# Imports

# Synthetic Dataset Creation

In [None]:
# DEPRECATED: synthetic data generation (kept for reference)
# import numpy as np
# import pandas as pd
# 
# # Reproducible generator for synthetic samples
# rng = np.random.default_rng(42)
# n_samples = 200
# 
# materials = rng.integers(0, 3, size=n_samples)
# temperatures = rng.integers(200, 1001, size=n_samples)
# exposure_time = rng.integers(1, 61, size=n_samples)
# environment_factor = rng.uniform(0.8, 1.2, size=n_samples)
# 
# df = pd.DataFrame(
#     {
#         'material_type': materials,
#         'temperature_c': temperatures,
#         'exposure_time_min': exposure_time,
#         'environment_factor': environment_factor,
#     }
# )
# 
# df['thermal_load'] = df['temperature_c'] * df['exposure_time_min']
# df['severity_index'] = df['thermal_load'] * df['environment_factor']
# 
# material_weight = {0: 0.9, 1: 1.1, 2: 1.0}
# base_risk = df['severity_index'] / df['severity_index'].max()
# noise = rng.normal(0, 0.05, size=n_samples)
# df['risk_score'] = 100 * (base_risk * df['material_type'].map(material_weight) + noise)
# df['risk_score'] = df['risk_score'].clip(0, 100)
# 
# df.head()


In [None]:
from pathlib import Path
import pandas as pd

csv_name = "Fire_Properties_master_fire_properties.csv"
candidates = []
for base in [Path.cwd(), *Path.cwd().parents]:
    candidates.append(base / "data" / "raw" / csv_name)
    candidates.append(base / "mfr-risk-model" / "data" / "raw" / csv_name)

csv_path = next((p for p in candidates if p.exists()), None)

[Supplied information]
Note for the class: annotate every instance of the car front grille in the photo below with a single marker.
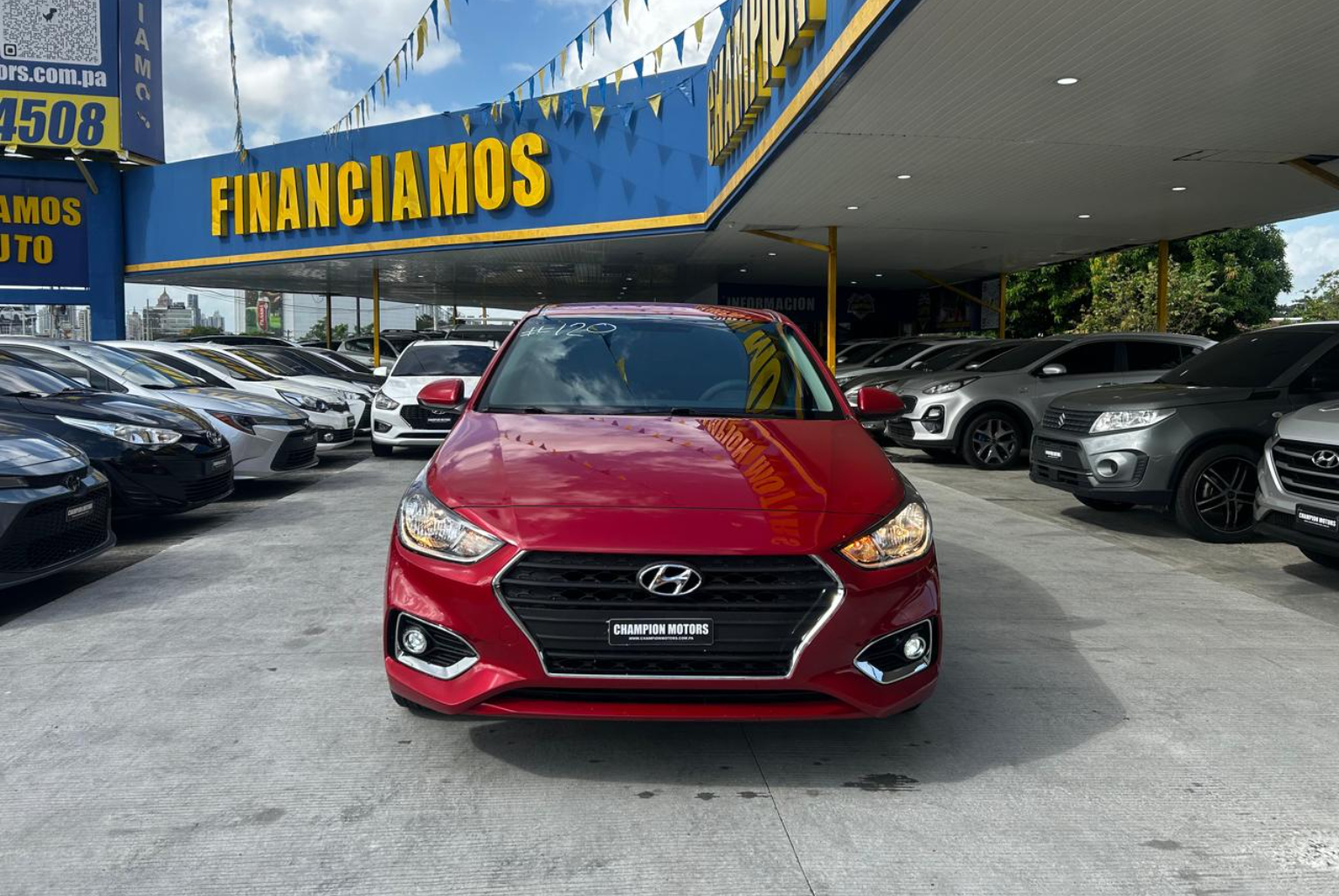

[Work instructions]
a) Answer these questions from the notebook:
(i) What seed does the deprecated cell pass to the random generator?
(ii) What CSV file name does the notebook search for?
(iii) What weight does the notebook assign to material type 1?
b) For each statement, decide whether the notebook supports it. Give yes or no and quote the notebook's deciding words.
(i) The synthetic data generation code is active.
(ii) The risk score is clipped to the range 0 to 100.
(iii) The notebook looks for the CSV only in the current working directory.
c) Carry on the notebook's code from its last line.

[Answers to the exercises]
a)
(i) 42
(ii) Fire_Properties_master_fire_properties.csv
(iii) 1.1

b)
(i) No: "# DEPRECATED: synthetic data generation (kept for reference)"
(ii) Yes: "df['risk_score'] = df['risk_score'].clip(0, 100)"
(iii) No: "for base in [Path.cwd(), *Path.cwd().parents]:"

c)
if csv_path is None:
    raise FileNotFoundError("Could not locate data/raw/" + csv_name)

df = pd.read_csv(csv_path)
print("Shape:", df.shape)
print("Columns:", df.columns.tolist())


In [None]:
from src.utils import clean_fire_properties

df_clean, _ = clean_fire_properties(df)
print("Clean shape:", df_clean.shape)
print("First 5 columns:", df_clean.columns[:5].tolist())
print("risk_score present:", "risk_score" in df_clean.columns)
print("risk_score min/max:", df_clean["risk_score"].min(), df_clean["risk_score"].max())


# Feature Engineering

# Model Training

In [None]:
from src.model import train_model

model, metrics = train_model(df_clean)
print(f"Train R^2: {metrics['train_r2']:.4f}")
print(f"Test R^2: {metrics['test_r2']:.4f}")


# Inference and Output Interpretation

In [None]:
from src.model import predict_risk

# Use a representative real-data row for inference
example = df_clean.iloc[0].to_dict()
results = predict_risk(model, example)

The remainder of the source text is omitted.